___ Task material
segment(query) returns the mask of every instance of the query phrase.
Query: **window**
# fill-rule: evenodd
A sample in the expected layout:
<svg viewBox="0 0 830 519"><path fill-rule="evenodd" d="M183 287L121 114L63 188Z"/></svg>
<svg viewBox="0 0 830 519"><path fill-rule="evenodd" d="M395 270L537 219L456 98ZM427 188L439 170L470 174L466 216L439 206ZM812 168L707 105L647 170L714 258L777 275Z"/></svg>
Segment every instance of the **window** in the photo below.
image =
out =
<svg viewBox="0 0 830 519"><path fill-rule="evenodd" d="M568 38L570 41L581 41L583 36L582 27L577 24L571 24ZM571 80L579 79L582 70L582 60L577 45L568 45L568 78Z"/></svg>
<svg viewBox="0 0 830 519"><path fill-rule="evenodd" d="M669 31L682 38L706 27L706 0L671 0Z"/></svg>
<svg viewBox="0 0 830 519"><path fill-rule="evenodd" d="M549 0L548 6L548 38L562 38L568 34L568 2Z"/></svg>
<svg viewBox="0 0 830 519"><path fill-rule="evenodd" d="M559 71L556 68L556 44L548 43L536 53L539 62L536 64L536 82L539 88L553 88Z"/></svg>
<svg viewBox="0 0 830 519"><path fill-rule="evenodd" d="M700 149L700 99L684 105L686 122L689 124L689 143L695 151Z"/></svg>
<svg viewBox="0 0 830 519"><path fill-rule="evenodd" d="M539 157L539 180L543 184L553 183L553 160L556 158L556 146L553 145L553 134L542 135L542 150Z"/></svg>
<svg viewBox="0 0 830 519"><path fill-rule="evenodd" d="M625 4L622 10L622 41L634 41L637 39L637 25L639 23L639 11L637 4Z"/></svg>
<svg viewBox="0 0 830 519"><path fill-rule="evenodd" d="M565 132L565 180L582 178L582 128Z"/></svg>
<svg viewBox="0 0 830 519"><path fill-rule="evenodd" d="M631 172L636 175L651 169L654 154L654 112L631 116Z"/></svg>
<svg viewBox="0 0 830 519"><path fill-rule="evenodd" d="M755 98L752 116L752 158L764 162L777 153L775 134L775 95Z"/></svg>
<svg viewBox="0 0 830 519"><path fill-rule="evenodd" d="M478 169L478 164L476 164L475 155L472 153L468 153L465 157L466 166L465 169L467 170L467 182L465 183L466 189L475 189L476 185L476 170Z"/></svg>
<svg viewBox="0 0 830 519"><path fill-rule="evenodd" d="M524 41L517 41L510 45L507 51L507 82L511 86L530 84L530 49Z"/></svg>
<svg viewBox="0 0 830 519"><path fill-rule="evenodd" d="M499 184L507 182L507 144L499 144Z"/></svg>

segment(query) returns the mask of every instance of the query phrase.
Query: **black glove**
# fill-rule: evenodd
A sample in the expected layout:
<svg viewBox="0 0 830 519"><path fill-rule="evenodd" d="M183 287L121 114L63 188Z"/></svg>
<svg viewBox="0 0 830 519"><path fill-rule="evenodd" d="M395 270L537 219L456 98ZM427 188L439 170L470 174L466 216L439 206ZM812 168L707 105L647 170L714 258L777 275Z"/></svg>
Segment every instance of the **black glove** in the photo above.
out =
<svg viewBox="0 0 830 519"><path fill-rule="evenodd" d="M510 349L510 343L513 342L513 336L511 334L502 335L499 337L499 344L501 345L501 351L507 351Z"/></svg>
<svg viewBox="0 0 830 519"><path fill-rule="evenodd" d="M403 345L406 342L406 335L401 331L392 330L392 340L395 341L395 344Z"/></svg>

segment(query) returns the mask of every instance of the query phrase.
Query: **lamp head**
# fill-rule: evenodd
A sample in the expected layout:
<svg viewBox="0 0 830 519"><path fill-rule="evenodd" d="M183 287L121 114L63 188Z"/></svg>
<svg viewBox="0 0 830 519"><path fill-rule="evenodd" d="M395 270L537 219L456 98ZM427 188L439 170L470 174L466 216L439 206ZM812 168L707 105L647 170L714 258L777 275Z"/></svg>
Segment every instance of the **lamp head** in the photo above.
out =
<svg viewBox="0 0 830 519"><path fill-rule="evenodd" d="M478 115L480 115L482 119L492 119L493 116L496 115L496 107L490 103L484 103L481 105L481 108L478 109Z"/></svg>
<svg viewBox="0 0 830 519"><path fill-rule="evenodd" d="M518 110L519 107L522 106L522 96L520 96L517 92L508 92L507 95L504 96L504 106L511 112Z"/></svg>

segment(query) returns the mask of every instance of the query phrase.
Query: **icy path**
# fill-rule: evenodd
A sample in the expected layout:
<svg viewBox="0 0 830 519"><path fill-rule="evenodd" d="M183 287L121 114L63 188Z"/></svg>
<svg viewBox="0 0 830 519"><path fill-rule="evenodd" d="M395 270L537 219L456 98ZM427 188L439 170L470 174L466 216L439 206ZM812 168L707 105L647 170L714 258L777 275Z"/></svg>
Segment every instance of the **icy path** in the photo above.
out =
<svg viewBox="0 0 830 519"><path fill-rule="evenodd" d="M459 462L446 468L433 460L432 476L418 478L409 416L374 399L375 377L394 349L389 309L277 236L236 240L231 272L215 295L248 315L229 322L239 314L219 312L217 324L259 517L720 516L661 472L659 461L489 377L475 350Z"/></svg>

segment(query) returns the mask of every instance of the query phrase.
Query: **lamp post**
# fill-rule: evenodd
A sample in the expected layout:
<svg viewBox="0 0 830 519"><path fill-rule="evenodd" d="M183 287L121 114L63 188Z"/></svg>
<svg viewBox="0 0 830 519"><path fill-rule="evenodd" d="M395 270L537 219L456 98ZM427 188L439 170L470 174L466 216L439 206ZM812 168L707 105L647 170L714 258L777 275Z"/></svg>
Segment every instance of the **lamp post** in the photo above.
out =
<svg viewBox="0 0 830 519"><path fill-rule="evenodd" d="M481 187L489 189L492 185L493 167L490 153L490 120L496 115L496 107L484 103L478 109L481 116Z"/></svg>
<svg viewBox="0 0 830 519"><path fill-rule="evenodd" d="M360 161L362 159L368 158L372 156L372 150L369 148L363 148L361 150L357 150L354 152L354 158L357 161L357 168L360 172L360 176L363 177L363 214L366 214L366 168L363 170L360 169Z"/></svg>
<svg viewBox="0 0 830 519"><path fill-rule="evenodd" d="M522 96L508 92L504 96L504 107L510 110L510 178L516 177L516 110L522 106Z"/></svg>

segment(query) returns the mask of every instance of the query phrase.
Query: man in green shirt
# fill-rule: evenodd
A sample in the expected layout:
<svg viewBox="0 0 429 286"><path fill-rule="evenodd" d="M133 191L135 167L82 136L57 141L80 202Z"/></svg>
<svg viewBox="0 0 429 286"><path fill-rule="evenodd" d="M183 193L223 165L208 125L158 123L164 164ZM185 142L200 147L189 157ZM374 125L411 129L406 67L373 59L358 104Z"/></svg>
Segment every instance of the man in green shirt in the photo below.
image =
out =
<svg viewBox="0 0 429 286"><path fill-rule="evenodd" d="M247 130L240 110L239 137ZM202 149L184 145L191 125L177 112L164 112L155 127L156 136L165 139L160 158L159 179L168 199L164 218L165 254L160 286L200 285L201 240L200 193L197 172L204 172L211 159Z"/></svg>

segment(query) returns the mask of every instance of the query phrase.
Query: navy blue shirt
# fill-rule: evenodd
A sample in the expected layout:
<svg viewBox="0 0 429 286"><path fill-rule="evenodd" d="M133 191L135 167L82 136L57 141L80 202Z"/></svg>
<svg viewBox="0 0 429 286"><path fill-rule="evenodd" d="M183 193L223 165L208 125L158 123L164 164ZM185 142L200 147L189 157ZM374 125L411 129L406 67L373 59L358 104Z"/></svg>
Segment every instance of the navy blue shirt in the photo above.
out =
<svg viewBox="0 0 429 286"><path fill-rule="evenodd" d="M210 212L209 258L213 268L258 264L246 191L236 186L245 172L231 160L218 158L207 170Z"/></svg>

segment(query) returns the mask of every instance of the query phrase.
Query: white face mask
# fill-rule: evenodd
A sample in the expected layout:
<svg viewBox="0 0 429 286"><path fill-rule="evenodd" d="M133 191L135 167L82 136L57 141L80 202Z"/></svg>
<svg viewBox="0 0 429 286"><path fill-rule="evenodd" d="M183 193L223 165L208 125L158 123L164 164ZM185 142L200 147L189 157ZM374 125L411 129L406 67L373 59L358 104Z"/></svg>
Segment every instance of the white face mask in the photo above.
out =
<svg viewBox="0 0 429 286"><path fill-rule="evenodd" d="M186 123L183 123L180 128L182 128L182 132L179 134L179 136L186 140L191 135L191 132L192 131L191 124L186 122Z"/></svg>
______
From the material above, copy out each line that includes the string "head".

Response to this task
Query: **lamp head**
Segment every instance of the **lamp head** in the photo above.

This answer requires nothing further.